STATED GOAL:
Rescale the records from the line containing "Target: black tire" through the end of the records, and reproduce those lines in full, requests included. Multiply every x and y coordinate in the answers by 1.65 and round to whole numbers, with halves rounded up.

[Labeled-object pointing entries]
^^^^^^^^
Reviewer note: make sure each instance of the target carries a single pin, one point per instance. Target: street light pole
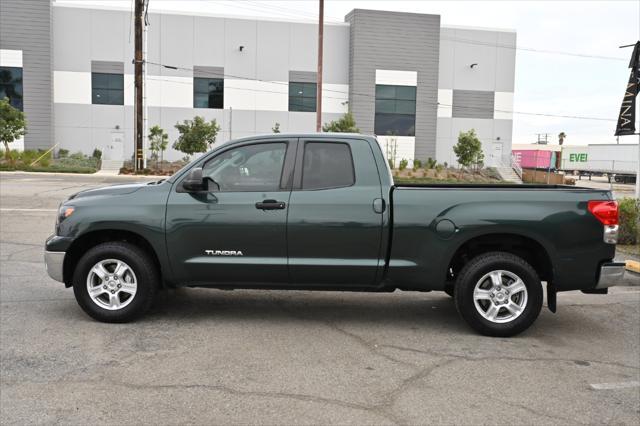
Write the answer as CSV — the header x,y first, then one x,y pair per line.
x,y
138,63
319,76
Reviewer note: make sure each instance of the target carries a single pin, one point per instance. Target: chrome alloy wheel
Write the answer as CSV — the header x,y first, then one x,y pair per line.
x,y
500,296
111,284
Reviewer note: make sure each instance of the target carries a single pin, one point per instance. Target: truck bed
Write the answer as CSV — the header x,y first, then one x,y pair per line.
x,y
489,186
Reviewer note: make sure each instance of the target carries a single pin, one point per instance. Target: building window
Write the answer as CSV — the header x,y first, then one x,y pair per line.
x,y
302,97
395,110
11,86
208,92
107,88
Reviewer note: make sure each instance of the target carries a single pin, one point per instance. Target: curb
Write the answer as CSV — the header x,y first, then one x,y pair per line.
x,y
632,266
96,175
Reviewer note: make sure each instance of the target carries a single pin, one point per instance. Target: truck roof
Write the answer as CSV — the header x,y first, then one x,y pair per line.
x,y
322,135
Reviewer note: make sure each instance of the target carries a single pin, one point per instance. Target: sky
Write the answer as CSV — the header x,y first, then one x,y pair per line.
x,y
589,82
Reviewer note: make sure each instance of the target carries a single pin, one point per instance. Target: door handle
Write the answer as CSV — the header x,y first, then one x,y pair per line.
x,y
270,205
379,205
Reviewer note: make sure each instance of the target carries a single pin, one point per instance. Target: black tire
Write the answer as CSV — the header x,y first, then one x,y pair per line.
x,y
449,289
475,270
145,272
^^^^^^^^
OUTPUT OF THE TASK:
Reviewer note: make sure each instance of the target carries a single pin, one point per instance. Target: black tire
Write the answer as CSV — the header x,y first, then one x,y pair per line.
x,y
741,477
784,446
239,449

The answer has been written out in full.